**EXTRACTED DATA**

+-------+

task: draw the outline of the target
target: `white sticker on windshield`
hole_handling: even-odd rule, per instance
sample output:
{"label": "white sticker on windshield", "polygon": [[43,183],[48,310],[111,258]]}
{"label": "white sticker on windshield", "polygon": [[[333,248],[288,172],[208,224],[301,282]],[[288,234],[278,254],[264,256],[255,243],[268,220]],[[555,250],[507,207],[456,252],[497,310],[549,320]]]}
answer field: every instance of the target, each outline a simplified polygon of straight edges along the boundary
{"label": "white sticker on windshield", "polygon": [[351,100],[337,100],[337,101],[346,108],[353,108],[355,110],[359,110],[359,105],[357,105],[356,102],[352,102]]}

+-------+

**WHAT THE TASK ASKS**
Write out every one of the records above again, line for line and without any changes.

**THE COMPLETED TASK**
task: draw the outline of the target
target: `white sticker on windshield`
hole_handling: even-odd rule, per instance
sample output:
{"label": "white sticker on windshield", "polygon": [[43,183],[48,310],[111,258]]}
{"label": "white sticker on windshield", "polygon": [[[333,248],[288,172],[208,224],[301,282]],[[288,234],[278,254],[264,256],[255,243],[268,220]],[[555,250],[507,207],[456,252],[497,310],[549,320]]]}
answer field: every instance of the target, each outline a simplified polygon of straight edges along the boundary
{"label": "white sticker on windshield", "polygon": [[351,100],[337,100],[337,101],[346,108],[353,108],[355,110],[359,110],[359,105],[357,105],[356,102],[352,102]]}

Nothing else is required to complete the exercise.